- Compiti da svolgere -
1. Nel testo sulla fotografia di matrimonio, qual è la radice dell'esposizione SAY I DO?
2. Continua il testo sulla fotografia di matrimonio dopo la sua ultima frase.

- Testo della pagina -
*-*-*

La casella occupata dai fotografi matrimonialisti ha cominciato a diventare più interessante da quando hanno iniziato a confluirci arti fotografiche di altro genere come la fotografia di moda, di reportage e pubblicitaria. La luce, l’estetica, l’emozione e il “cogliere l’attimo” irripetibile vanno ad unirsi per dare origine a un modo nuovo di fotografare nel contesto “evento matrimonio” che diventa una cornice di scatti d’autore.

La radice dell’esposizione SAY I DO è quindi la ricerca di scatti di altissima qualità spesso senza un legame così stretto con l’evento in cui sono immersi. Una selezione che parte dalla certificazione di qualità sugli autori da parte di associazioni riconosciute a livello mondiale, pensiamo a medaglieri del calibro di WPJA, Fearless Photographers, Junebug, ISPWP, ecc... Per poi proseguire in profondità nei portfolio personali.

*-*-*

[Parte di un file di dati]
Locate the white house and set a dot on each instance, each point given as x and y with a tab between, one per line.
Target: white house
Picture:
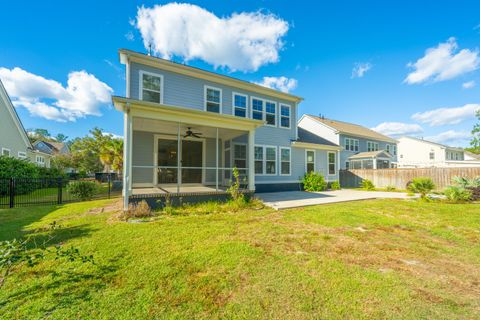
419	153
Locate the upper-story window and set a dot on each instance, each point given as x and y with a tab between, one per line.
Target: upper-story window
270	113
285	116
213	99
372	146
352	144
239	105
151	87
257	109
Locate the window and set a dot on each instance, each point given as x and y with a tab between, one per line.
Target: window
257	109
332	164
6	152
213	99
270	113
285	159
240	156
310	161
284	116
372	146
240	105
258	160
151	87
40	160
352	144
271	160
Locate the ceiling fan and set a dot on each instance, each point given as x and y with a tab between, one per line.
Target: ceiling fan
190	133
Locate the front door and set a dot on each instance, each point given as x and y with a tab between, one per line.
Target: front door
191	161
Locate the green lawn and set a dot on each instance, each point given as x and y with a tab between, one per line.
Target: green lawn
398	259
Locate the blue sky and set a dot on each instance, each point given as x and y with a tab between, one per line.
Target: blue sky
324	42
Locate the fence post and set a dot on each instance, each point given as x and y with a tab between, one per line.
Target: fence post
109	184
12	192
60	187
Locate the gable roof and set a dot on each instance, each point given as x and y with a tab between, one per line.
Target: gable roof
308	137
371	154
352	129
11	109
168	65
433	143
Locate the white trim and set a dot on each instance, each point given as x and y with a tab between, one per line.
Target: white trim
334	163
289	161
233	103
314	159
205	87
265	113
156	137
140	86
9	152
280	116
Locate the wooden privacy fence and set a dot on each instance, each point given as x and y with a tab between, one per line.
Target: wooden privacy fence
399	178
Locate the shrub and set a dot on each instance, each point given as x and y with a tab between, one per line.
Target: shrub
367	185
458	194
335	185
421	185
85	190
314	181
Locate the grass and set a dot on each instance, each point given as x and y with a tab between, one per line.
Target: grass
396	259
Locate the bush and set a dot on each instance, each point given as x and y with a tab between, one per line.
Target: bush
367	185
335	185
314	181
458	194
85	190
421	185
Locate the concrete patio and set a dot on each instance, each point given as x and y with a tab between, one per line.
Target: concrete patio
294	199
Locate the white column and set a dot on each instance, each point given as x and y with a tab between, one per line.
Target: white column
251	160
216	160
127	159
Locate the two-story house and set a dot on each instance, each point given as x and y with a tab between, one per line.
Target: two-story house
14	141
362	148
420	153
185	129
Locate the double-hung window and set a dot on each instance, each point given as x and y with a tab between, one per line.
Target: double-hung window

*-*-*

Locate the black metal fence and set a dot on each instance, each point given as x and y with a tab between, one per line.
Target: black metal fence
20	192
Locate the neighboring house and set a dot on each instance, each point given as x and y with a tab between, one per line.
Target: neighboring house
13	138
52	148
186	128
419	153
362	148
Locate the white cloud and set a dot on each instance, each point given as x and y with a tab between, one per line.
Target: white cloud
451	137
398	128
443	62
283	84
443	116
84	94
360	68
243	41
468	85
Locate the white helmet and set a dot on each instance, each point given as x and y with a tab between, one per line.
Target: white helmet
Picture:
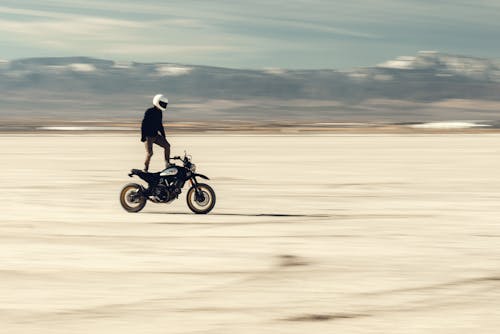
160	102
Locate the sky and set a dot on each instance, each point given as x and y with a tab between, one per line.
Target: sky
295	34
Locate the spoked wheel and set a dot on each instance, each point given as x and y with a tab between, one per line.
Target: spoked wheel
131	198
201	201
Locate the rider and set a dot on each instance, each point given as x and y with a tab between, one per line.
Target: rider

*-*-*

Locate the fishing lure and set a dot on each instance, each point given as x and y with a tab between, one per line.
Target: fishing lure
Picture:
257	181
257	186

*-*-*

- Risposte ai compiti -
1. La ricerca di scatti di altissima qualità, spesso senza un legame così stretto con l'evento in cui sono immersi.

2.
I talenti artisti li riconosci subito, hanno qualcosa di particolare ed estremamente caratterizzante in ogni scatto. E lì, magari non troppo pubblicizzate perché poco commercialmente “utili” al fine del matrimonialista, che si trovano immagini di valenza notevole, mix fantastico di talento, originalità e intuito.

Vi accogliamo con entusiasmo in questa raccolta di 14 autori indiscutibilmente talentuosi. Non crederete ai vostri occhi.

Fabio e Daniele

Autori esposti:

Dennis Berti
Franck Boutonnet
Cafa Photo
Fortunato Caracciolo
Rino Cordella
Andrea Corsi
Emin Kuliyev
Victor Lax
Look Fotografia
Tudor Marius
Fabio Mirulla
Edoardo Morina
Theilen Photography
Daniele Vertelli

DOVE E QUANDO

ObiettivoMasaccio è a San Giovanni Valdarno (Arezzo), al centro della Toscana nel triangolo Firenze-Arezzo-Siena.